▶ 練習題目
請從這篇以 BeautifulSoup 抓取大樂透中獎號碼的提問的最後一行之後接著續寫。

目前這在運用BeautifulSoup學習爬蟲,但在取標籤id時遇上問題
我在練習取得台彩中獎號碼的code,在最下方我想取得span的id屬性,並且放到函數中判斷是否為中獎號碼的標籤,但顯示了下面的錯誤訊息
Traceback (most recent call last):
File "lotto.py", line 21, in <module>
if find_id(tag['id']):
File "C:\Users\brian\AppData\Local\Programs\Python\Python38-32\lib\site-packages\bs4\element.py", line 1401, in __getitem__
return self.attrs[key]
KeyError: 'id'
Key值好像有錯誤(Documentation有寫可以字典方式取標籤屬性),想請問這是為什麼,該怎麼解決呢?
以下是我的code
import requests as req
from bs4 import BeautifulSoup
win_id=["Lotto649Control_history_dlQuery_No1_","Lotto649Control_history_dlQuery_No2_","Lotto649Control_history_dlQuery_No3_","Lotto649Control_history_dlQuery_No4_","Lotto649Control_history_dlQuery_No5_","Lotto649Control_history_dlQuery_No6_","Lotto649Control_history_dlQuery_SNo_"]
def find_id(check_id):
global win_id
if(check_id !=None):
for i in range(len(win_id)): #找尋傳入id是否符合中獎id列表
if win_id[i] in check_id:
return True
else:
return False
url="https://www.taiwanlottery.com.tw/lotto/lotto649/history.aspx" #網頁網址
request=req.get(url).text
root=BeautifulSoup(request,"html.parser") #大樂透網站的html檔案經過BeautifulSoup分析後存入root
tags=root.find_all("span")

▶ 資料列
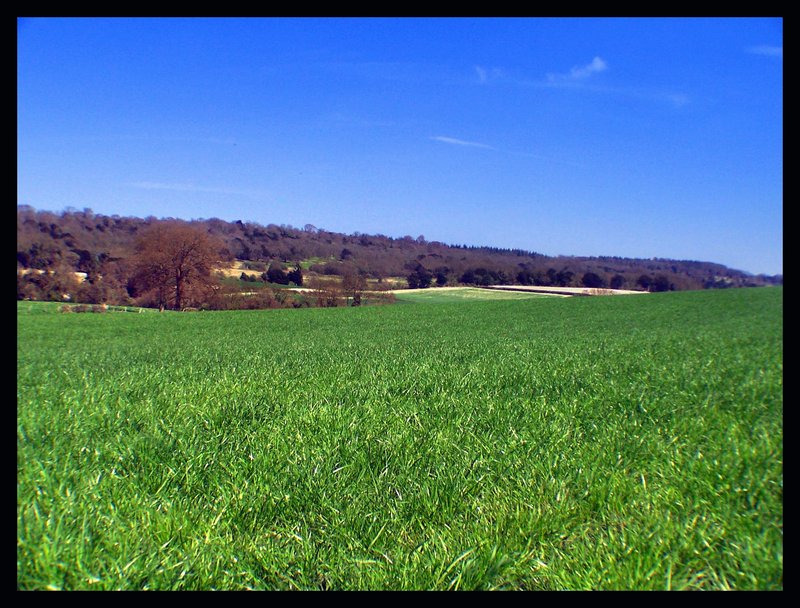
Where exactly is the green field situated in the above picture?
[17,288,783,590]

▶ 練習答案
with open("lotto_number.txt", mode="w", encoding="utf-8") as lotto_name:
for tag in tags: #tags代表所有span標籤 tag代表個別每一個
if find_id(tag['id']):
lotto_name.write(tag['id']) #把tag["id"]帶入check_id
謝謝!
取得id值你該用 tag.get('id')
另....為什麼要這樣寫?
for i in range(len(win_id)): #找尋傳入id是否符合中獎id列表
if win_id[i] in check_id:
return True
else:
return False
這樣寫不是更好?兩行搞定,NONE也能檢查的出來,只要傳回check_id在不在win_id裡
def find_id(check_id):
global win_id
return (check_id in win_id)
我覺得連這函數都不用,直接在MAIN段處理即可
url="https://www.taiwanlottery.com.tw/lotto/lotto649/history.aspx" #網頁網址
request=req.get(url).text
root=BeautifulSoup(request,"html.parser") #大樂透網站的html檔案經過BeautifulSoup分析後存入root
tags=root.find_all("span")
with open("lotto_number.txt", mode="w", encoding="utf-8") as lotto_name:
for tag in tags: #tags代表所有span標籤 tag代表個別每一個
if tag.get('id') in win_id:
lotto_name.write(tag.get('id')) #把tag["id"]帶入check_id
只有寫id進檔案裡?不懂.........你不寫值嗎? tag.get_text()
或者...............你直接用lambda來找中獎的SPAN
wintags = root.findAll("span", {"id" : lambda L: L and L.startswith('Lotto649Control_history_dlQuery_SNo')})
#找出id開頭是Lotto649Control_history_dlQuery_SNo的SPAN
#底下就不用再CHECK IN了!!!
with open("lotto_number.txt", mode="w", encoding="utf-8") as lotto_name:
for tag in tags: #tags代表所有span標籤 tag代表個別每一個
lotto_name.write(tag.get('id'))
#把tag["id"]帶入check_id ......
#寫ID進檔案?你應該是要把中獎號碼寫回檔案才對吧
lotto_name.write(tag.get_text())
SORRY我發現大樂透網站太多組歷史期別獎號了.........
所以你要拉到最上層的近一期的中獎彩號table才對哦!
FirstTable = root.find("table",{"class": "table_org"})[0]
wintags = FirstTable.findAll("span", {"id" : lambda L: L and L.startswith('Lotto649Control_history_dlQuery_SNo')})